___ SELECTED PASSAGE

In the step (a) of preparing a porous silica glass body P, for example, a porous silica glass body P is prepared by a known method such as the Vapor-phase Axial Deposition (VAD) method or the Outside Vapor Deposition (OVD) method. The porous silica glass body P is a structure in which glass particles with a particle size of 0.1 μm to 1 μm generated by the flame hydrolysis reaction or oxidation reaction of a silicon compound gas (SiCl4, siloxane, etc.) are deposited on a predetermined target, and is generally also called a soot body. In the step (a) of preparing a porous silica glass body P, additives other than silicon and oxygen (e.g., fluorine as a halogen element, or germanium oxide or phosphorus pentoxide as an oxide other than silica) may be added to the porous silica glass body or a part thereof, as described later. The method of adding additives at the stage of preparing the porous silica glass body P can use a conventional method of mixing a compound gas with a silica glass raw material gas during the synthesis of the porous silica glass body, so detailed descriptions are omitted.

Step (b)

In the step (b) of preheating the porous silica glass body P, first, the porous silica glass body P formed on the lower part of the seed rod 11 prepared in step (a) is attached to the rod of the heating apparatus 1 shown in FIG. 1 and placed inside the core tube 10. Next, while introducing a predetermined gas from the gas introduction part 40, the porous silica glass body P placed inside the core tube 10 is heated to a predetermined temperature by the resistance heating heater 20. The temperature here refers to the surface temperature of the porous silica glass body P. The introduced gas may be an inert gas (e.g., nitrogen (N₂) or helium (He)), a halogen-based gas (gas containing halogen elements), a gas containing oxide compounds, or vapor containing alkali metals or alkaline earth metals, and the inert gas may contain halogen-based gas, gas containing oxide compounds, or vapor of alkali metals, and two or more gases may be included. As an example, preheating may be performed in an atmosphere where a nitrogen gas containing a predetermined amount of SiCl₄or SiF₄(a type of halogen-based gas) is introduced into the core tube 10 from the gas introduction part 40. By heating while introducing a gas containing additives in this way, predetermined additives (e.g., chlorine, fluorine, germanium dioxide, or potassium) are added to the porous silica glass body P. The temperature during preheating in step (b) is, for example, set to 700° C. or higher and less than 1100° C., which is lower than the conventional heating temperature of 1500° C. This heating temperature is a temperature equal to or higher than the glass transition temperature Tg of the additive-added portion (the whole or part of the porous silica glass body P) where additives (e.g., chlorine or fluorine as halogen elements) are added to the porous silica glass body P. The heating temperature is adjusted according to the type and amount of the additive. Details of the additives will be described later.

______
___ DATA LISTING

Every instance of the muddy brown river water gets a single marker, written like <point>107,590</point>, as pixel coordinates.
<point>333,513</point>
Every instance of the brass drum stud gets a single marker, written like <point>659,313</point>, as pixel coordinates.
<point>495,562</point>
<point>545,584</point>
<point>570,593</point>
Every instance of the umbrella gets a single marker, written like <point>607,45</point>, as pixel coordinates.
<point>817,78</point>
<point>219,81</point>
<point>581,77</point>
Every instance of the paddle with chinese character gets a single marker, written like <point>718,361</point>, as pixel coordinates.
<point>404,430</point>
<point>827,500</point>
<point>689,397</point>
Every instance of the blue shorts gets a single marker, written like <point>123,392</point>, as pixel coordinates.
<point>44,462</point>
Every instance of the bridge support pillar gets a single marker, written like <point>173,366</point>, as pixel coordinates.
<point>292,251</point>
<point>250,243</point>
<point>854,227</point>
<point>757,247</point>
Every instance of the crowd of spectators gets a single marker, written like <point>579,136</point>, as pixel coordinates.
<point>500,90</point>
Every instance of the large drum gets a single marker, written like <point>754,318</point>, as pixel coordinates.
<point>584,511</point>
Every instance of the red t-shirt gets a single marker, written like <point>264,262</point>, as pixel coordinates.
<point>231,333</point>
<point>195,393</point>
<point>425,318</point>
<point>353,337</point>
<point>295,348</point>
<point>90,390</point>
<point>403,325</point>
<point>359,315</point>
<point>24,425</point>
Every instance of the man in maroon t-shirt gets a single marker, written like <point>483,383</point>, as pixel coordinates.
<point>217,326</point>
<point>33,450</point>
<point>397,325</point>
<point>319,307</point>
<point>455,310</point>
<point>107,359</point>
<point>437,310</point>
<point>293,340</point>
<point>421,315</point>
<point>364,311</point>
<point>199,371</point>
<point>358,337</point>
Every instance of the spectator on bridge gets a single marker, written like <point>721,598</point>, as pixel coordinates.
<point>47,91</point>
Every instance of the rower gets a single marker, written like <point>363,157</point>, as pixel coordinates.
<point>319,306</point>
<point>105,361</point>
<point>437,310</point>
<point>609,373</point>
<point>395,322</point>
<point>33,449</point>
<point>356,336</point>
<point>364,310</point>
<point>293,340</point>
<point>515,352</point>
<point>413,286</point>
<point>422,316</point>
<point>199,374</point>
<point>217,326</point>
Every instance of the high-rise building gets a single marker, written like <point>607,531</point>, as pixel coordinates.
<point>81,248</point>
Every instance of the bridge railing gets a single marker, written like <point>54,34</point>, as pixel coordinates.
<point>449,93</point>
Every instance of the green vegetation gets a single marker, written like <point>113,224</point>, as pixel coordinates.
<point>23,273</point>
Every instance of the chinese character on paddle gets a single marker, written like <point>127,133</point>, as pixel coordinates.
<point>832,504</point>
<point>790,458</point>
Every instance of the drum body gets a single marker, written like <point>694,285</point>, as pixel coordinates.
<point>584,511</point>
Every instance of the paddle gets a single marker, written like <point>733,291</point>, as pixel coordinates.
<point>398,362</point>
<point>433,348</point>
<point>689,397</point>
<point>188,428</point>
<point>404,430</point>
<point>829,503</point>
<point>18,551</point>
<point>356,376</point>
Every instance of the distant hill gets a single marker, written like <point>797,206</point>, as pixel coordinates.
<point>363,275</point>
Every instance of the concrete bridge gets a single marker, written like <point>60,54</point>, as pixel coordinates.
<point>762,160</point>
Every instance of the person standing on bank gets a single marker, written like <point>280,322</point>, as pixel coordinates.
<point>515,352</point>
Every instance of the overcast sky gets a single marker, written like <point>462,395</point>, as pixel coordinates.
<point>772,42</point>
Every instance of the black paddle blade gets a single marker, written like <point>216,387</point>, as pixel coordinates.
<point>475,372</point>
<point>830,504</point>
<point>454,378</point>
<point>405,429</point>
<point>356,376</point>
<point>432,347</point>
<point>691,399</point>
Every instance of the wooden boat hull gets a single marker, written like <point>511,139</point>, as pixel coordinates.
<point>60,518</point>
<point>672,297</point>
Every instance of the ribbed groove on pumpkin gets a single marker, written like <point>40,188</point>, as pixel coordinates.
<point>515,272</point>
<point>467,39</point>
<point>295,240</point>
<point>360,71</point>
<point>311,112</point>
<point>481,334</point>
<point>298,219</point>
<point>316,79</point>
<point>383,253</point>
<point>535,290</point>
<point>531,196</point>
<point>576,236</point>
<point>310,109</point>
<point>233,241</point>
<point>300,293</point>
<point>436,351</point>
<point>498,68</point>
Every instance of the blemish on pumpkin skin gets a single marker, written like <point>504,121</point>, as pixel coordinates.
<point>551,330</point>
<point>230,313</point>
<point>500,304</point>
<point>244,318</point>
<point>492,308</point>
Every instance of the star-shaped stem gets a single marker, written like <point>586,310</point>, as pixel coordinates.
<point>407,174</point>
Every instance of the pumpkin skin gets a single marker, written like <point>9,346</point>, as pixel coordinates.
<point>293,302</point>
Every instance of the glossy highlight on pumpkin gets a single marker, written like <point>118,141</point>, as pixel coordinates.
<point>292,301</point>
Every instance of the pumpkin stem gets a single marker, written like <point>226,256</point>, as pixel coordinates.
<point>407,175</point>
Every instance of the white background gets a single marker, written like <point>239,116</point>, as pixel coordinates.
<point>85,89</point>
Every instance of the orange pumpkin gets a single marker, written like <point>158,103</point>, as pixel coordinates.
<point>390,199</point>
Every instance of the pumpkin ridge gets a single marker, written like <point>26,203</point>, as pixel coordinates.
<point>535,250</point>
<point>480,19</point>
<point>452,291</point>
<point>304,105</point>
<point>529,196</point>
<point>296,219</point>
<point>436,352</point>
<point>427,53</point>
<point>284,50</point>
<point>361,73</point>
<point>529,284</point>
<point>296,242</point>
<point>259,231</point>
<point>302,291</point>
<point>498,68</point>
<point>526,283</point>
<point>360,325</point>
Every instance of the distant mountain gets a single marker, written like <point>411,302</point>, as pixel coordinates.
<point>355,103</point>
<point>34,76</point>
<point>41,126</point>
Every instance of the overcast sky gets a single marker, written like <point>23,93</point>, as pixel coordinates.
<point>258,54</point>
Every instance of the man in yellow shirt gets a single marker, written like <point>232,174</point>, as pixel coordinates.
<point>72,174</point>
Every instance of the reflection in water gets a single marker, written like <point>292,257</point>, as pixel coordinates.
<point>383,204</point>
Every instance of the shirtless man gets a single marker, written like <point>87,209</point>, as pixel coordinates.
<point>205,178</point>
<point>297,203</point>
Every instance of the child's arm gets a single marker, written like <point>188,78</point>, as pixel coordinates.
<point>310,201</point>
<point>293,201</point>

______

Decide whether each statement agrees with the passage on preparing and preheating porous silica glass, answering yes or no and quoting the words of the passage that settle it. (a) The glass particles that form the soot body have a size of 0.1 μm to 1 μm. (b) The preheating temperature in step (b) is higher than the conventional heating temperature. (c) The temperature given for step (b) is the temperature of the core tube.

REPLY TO THE EXERCISE
(a) Yes: "glass particles with a particle size of 0.1 μm to 1 μm"
(b) No: "which is lower than the conventional heating temperature of 1500° C."
(c) No: "The temperature here refers to the surface temperature of the porous silica glass body P."